▸ Task brief
Print the data below exactly, but only the lines from the one containing "Target: small wooden boat" down to the one containing "Target: boat hull", inclusive.

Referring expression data
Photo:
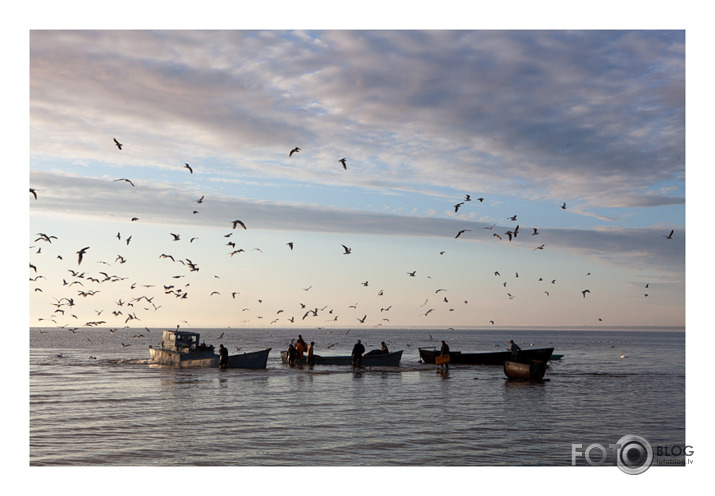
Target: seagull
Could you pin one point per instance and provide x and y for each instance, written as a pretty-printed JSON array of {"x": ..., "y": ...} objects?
[{"x": 81, "y": 254}]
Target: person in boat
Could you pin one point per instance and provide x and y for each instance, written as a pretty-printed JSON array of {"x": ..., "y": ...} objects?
[
  {"x": 514, "y": 348},
  {"x": 222, "y": 357},
  {"x": 300, "y": 346},
  {"x": 444, "y": 350},
  {"x": 292, "y": 354},
  {"x": 358, "y": 350},
  {"x": 310, "y": 354}
]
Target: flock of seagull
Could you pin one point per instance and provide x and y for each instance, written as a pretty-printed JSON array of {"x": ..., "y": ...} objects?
[{"x": 126, "y": 310}]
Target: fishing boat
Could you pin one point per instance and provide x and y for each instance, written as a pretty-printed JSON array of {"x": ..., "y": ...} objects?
[
  {"x": 370, "y": 359},
  {"x": 532, "y": 371},
  {"x": 182, "y": 349},
  {"x": 428, "y": 355}
]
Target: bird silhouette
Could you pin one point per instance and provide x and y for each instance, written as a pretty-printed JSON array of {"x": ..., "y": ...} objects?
[{"x": 80, "y": 254}]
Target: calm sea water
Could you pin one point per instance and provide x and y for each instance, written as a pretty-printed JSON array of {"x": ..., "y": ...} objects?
[{"x": 116, "y": 409}]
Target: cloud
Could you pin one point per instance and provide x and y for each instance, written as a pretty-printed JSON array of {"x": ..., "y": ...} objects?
[
  {"x": 599, "y": 114},
  {"x": 167, "y": 204}
]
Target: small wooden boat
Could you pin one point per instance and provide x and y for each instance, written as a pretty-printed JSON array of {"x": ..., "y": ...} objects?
[
  {"x": 182, "y": 349},
  {"x": 428, "y": 355},
  {"x": 391, "y": 359},
  {"x": 531, "y": 371}
]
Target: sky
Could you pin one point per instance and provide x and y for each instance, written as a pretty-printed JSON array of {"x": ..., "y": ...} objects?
[
  {"x": 577, "y": 134},
  {"x": 426, "y": 104}
]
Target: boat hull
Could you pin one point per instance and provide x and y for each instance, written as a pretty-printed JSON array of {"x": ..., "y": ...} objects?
[
  {"x": 381, "y": 360},
  {"x": 532, "y": 371},
  {"x": 428, "y": 355},
  {"x": 208, "y": 359}
]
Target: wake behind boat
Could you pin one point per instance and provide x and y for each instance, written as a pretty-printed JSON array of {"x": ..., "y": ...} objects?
[
  {"x": 371, "y": 359},
  {"x": 182, "y": 349},
  {"x": 428, "y": 355}
]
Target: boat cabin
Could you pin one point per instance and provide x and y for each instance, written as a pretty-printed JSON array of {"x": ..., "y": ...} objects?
[{"x": 180, "y": 341}]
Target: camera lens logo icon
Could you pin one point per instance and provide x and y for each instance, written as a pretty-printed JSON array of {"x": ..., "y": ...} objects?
[{"x": 634, "y": 455}]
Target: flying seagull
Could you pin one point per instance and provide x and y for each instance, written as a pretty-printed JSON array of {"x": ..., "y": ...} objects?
[{"x": 81, "y": 254}]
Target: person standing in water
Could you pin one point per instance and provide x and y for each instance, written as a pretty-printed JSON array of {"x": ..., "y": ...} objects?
[
  {"x": 222, "y": 357},
  {"x": 444, "y": 351},
  {"x": 358, "y": 350}
]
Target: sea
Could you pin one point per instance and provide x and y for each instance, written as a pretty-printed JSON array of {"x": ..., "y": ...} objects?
[{"x": 95, "y": 400}]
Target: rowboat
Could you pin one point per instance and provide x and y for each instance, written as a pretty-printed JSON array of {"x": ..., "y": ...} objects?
[
  {"x": 182, "y": 349},
  {"x": 428, "y": 355},
  {"x": 391, "y": 359},
  {"x": 533, "y": 371}
]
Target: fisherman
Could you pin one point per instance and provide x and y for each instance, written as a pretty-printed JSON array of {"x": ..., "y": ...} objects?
[
  {"x": 358, "y": 350},
  {"x": 292, "y": 355},
  {"x": 300, "y": 346},
  {"x": 222, "y": 357},
  {"x": 311, "y": 357},
  {"x": 444, "y": 351},
  {"x": 514, "y": 348}
]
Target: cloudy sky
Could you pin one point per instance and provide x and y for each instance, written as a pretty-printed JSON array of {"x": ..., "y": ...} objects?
[{"x": 528, "y": 121}]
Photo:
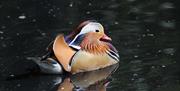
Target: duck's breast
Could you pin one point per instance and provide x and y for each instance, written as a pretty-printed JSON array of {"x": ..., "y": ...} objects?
[{"x": 85, "y": 61}]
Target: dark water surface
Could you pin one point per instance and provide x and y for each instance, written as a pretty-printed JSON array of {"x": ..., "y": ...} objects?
[{"x": 143, "y": 31}]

▸ Reply to the task
Target: small wooden boat
Could you pin one point per instance and provide x and y for each instance, written as a pretty-printed JSON array of {"x": ..., "y": ...} objects?
[
  {"x": 182, "y": 349},
  {"x": 428, "y": 355},
  {"x": 391, "y": 359},
  {"x": 531, "y": 371}
]
Target: sky
Could you pin one point per instance and provide x and y for each instance, written as a pretty-printed JSON array of {"x": ..., "y": ...} objects?
[
  {"x": 577, "y": 134},
  {"x": 426, "y": 104}
]
Target: boat hull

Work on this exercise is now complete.